Exercise objective:
Copy the material that follows word for word and omit its pictures.

Source records:
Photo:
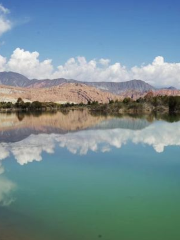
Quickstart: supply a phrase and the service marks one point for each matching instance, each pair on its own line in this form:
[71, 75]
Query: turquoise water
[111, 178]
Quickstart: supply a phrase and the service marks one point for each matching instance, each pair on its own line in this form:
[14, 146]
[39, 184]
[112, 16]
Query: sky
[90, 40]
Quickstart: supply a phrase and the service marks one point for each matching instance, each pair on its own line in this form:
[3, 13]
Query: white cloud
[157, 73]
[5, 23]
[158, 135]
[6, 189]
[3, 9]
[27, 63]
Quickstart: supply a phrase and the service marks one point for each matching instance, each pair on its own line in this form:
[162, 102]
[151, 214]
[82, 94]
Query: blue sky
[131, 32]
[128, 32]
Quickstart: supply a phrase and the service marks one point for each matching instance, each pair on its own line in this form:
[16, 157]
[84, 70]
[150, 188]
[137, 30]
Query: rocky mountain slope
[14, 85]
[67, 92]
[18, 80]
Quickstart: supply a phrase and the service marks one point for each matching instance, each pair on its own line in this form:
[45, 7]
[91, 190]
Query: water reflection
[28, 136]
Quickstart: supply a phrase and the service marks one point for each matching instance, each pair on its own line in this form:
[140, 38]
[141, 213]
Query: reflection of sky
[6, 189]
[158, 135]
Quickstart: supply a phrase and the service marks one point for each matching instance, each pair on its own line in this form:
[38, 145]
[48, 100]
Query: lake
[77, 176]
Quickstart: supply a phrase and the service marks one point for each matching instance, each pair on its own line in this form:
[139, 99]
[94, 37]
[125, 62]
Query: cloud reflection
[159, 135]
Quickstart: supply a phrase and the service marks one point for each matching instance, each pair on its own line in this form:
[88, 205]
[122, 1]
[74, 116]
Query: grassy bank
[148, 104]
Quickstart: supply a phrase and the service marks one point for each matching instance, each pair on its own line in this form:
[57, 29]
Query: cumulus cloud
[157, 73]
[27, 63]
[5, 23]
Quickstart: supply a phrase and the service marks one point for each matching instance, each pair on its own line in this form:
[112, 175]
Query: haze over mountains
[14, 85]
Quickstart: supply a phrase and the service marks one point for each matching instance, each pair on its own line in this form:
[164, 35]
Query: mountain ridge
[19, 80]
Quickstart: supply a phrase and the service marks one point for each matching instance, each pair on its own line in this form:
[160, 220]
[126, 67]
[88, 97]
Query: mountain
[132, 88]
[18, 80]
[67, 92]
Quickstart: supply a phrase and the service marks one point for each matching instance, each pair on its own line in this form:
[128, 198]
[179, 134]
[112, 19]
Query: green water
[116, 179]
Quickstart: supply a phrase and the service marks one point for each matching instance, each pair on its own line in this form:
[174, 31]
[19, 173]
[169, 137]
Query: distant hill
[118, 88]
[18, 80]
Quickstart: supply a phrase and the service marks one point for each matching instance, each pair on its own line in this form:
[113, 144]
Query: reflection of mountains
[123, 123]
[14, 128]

Full answer:
Photo:
Quickstart: supply a phrase and the service marks one point for each matching instance, each pair on its own line in this form:
[71, 75]
Query: turquoise water
[111, 178]
Quickstart: supply a phrase and the service marks one point for each matching instance, each pair on its own line in this form:
[14, 146]
[39, 184]
[112, 16]
Query: sky
[90, 40]
Quickstart: supply a phrase and the service marks one point for each matching instance, each pair on its own line in this form:
[3, 13]
Query: white cloud
[157, 73]
[5, 23]
[158, 135]
[6, 189]
[3, 9]
[27, 63]
Quickstart: supply a phrase and the service marks one point for each matching instance, each pair on its own line in this form:
[162, 102]
[151, 214]
[82, 94]
Query: blue sky
[131, 32]
[128, 32]
Quickstart: supply a phrase and the service marks one point for each matching instance, each pair on its own line in this form:
[16, 157]
[84, 70]
[150, 188]
[137, 30]
Query: rocky mountain slope
[14, 85]
[67, 92]
[18, 80]
Quickstart: supply a phrase and the service marks one point for each matching instance, each pair on its own line in this form:
[45, 7]
[91, 190]
Query: water reflection
[28, 136]
Quickstart: supply a phrase and the service marks one point for each matching instance, each pair on its own line in this form:
[140, 38]
[141, 213]
Query: reflection of sky
[6, 189]
[158, 135]
Quickstart: supply a phrase and the service marks one point for each matching instance, each pair on its own line in this form:
[38, 145]
[48, 100]
Query: lake
[77, 176]
Quickstart: supply a phrase and the service marks one point for each matching instance, each pair on its own line in this form:
[139, 99]
[94, 37]
[125, 62]
Query: cloud reflection
[159, 135]
Quickstart: supply a phrase and the service marks one point for each matching instance, each pair on its own line in this form:
[88, 205]
[122, 1]
[74, 116]
Query: grassy bank
[148, 104]
Quickstart: supply a phrase and the service marks one point for each matching instance, each pair on its own line in this form:
[57, 29]
Query: cumulus cloud
[157, 73]
[27, 63]
[5, 23]
Quickstart: supply a phrase and the service marks one point for each matching instance, each pair on its own line in this form:
[112, 175]
Query: haze over mountains
[14, 85]
Quickstart: supply a phrase and the service marks one point for each matching instance, each pair on its own line in this form:
[164, 35]
Query: mountain ridge
[19, 80]
Quickstart: supply a phrase and the service marks one point for each matching instance, each pair on its own line in this form:
[160, 220]
[126, 67]
[88, 97]
Query: mountain
[132, 88]
[18, 80]
[67, 92]
Quickstart: supply a phrase and the service marks one point for each matching instance, each pair on its own line in this form:
[128, 198]
[179, 134]
[112, 19]
Query: green water
[116, 179]
Quickstart: supply a phrase and the service marks one point for each matching instance, each pair on its own line in this form:
[174, 31]
[19, 173]
[169, 137]
Query: distant hill
[118, 88]
[18, 80]
Quickstart: supply a phrase and the service marks one point for each matching instance, each pair on its own line in this form:
[113, 144]
Query: reflection of mountains
[123, 123]
[14, 128]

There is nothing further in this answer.